• **OBJECTIVE 1**
In two sentences, summarize the Kafka forum post.

• **GIVEN TEXT**
"""

Re: Kafka topic partition distributing evenly on disks

2020-08-07 Thread Péter Nagykátai
Hello everybody,

Thank you for the detailed answers. My issue is partly answered here:




*This rule also applies to disk-level, which means that when a set
ofpartitions assigned to a specific broker, each of the disks will get
thesame number of partitions without considering the load of disks at
thattime.*

 I admit, I didn't provide enough info either.

So my problem is that an existing topic got a huge surge of events for this
week. I knew that'll happen and I modified the partition count.
Unfortunately, it occurred to me a bit later, that I'll likely need some
extra disk space. So I added an extra disk to each broker. The thing I
didn't know, that Kafka won't evenly distribute the partitions on the disks.
So the question still remains:
 Is there any way to have Kafka evenly distribute data on its disks?
Also, what options do I have *after *I'm in the situation I described
above? (preferably without deleting the topic)

Thanks!

On Fri, Aug 7, 2020 at 12:00 PM Yingshuan Song 
wrote:

> Hi Peter,
> Agreed with Manoj and Vinicius, i think those rules led to this result :
>
> 1)the partitions of a topic - N and replication number - R determine the
> real partition-replica count of this topic, which is N * R;
> 2)   kafka can distribute partitions evenly among brokers, but it is based
> on the broker count when the topic was created, this is important.
> If we create a topic (N - 4, R - 3) in a kafka cluster which contains 3
> kafka brokers, then 4 * 3 / 3 = 4 partitions will be assigned to each
> broker.
> But if a new broker was added into this cluster and another topic (N - 4, R
> - 3) need to be created, then 4 * 3 / 4 = 3 partitions will be assigned to
> each broker.

"""

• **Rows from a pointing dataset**
"""

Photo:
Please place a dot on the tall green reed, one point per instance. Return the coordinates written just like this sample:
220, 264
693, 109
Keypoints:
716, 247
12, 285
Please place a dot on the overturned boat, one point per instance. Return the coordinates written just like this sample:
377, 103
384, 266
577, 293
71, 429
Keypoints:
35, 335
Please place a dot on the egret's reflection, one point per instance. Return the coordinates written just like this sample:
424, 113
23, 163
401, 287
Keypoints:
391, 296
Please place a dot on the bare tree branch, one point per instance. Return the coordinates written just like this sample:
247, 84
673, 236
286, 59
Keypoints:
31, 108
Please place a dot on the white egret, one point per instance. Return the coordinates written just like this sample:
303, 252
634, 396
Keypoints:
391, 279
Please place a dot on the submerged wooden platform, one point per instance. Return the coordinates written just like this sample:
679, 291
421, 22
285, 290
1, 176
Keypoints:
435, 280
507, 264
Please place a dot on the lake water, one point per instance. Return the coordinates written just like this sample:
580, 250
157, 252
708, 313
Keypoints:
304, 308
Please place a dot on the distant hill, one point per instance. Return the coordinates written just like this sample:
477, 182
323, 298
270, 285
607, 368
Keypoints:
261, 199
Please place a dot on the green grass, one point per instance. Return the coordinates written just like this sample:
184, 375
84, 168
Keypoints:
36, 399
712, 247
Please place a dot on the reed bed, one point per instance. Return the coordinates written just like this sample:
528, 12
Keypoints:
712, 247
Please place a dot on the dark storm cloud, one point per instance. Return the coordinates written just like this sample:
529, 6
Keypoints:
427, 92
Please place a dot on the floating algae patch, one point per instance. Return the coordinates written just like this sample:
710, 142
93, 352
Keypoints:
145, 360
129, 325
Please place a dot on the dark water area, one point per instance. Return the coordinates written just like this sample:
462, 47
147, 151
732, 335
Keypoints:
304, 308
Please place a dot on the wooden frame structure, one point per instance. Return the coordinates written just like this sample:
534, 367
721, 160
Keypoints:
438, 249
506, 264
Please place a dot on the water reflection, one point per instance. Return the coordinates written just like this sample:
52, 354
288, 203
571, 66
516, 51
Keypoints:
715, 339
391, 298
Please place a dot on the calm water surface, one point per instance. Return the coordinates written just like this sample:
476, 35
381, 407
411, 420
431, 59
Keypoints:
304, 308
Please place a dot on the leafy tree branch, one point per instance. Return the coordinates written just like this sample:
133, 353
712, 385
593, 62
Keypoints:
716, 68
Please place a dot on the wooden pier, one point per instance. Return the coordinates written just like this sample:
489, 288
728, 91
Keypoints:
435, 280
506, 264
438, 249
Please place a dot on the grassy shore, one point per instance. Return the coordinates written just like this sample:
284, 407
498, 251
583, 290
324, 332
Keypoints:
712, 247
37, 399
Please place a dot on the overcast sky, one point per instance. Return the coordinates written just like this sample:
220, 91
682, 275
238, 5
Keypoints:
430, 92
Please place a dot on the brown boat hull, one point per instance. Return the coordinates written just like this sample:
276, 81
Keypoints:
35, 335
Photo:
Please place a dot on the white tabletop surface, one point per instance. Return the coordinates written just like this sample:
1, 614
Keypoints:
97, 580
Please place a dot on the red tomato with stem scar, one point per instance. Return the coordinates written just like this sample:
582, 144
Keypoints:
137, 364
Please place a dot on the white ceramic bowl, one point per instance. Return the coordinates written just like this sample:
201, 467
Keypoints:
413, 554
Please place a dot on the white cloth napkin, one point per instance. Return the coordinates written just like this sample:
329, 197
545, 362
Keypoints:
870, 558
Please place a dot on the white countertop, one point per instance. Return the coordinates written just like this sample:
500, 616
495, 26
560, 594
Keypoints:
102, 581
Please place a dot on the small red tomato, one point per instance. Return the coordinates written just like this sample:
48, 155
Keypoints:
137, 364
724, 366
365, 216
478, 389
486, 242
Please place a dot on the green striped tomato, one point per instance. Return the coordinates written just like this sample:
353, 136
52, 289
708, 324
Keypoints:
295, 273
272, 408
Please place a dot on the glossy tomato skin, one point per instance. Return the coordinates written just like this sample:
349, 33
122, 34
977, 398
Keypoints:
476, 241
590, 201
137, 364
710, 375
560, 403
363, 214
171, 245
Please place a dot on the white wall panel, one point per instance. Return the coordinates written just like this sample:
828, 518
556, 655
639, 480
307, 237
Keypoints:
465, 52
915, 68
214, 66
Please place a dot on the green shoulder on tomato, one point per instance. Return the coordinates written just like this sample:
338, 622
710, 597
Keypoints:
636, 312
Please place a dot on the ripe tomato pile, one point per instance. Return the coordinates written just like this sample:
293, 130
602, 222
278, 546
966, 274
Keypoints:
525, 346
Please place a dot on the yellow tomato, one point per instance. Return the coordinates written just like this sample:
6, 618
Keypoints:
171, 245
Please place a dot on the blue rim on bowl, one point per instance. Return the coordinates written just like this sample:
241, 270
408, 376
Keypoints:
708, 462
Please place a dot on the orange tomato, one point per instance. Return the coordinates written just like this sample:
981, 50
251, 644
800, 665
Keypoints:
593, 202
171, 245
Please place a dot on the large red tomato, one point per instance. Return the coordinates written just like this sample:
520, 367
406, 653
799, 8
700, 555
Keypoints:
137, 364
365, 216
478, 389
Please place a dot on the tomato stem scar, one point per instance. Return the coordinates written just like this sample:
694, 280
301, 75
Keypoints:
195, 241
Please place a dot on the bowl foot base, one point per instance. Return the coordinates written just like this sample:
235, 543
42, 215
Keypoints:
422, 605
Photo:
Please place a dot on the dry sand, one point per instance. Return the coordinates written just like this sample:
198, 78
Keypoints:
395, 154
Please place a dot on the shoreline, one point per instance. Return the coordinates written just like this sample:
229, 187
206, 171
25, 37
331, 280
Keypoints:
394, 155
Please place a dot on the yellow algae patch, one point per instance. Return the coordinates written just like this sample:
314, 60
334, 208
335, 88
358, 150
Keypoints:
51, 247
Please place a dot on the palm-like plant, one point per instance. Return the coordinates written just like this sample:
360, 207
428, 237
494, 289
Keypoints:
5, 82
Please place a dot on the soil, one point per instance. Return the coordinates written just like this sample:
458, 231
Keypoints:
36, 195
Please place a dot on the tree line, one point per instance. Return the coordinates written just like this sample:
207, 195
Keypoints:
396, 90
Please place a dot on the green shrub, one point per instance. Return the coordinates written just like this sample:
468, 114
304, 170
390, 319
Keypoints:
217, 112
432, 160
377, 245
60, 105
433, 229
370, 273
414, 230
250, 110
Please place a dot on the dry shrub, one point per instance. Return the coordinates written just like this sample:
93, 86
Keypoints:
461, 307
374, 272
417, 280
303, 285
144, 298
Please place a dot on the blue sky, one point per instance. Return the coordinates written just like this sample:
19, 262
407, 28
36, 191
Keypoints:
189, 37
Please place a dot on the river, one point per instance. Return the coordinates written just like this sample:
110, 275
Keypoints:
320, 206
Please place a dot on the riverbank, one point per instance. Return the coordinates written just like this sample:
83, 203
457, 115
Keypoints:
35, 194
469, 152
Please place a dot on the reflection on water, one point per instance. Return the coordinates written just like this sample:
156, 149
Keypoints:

"""

• **OBJECTIVE 2**
Pull out every line of the listing above that contains the word "reflection", matching case exactly.

• **PROBLEM SOLUTION 1**
Expecting a surge of events, the poster raised an existing topic's partition count, then added an extra disk to each broker and found that Kafka does not spread partitions evenly across disks. They ask whether Kafka can be made to distribute data evenly on its disks and what options they have now, preferably without deleting the topic.

• **PROBLEM SOLUTION 2**
Please place a dot on the egret's reflection, one point per instance. Return the coordinates written just like this sample:
Please place a dot on the water reflection, one point per instance. Return the coordinates written just like this sample:
Please place a dot on the reflection on water, one point per instance. Return the coordinates written just like this sample:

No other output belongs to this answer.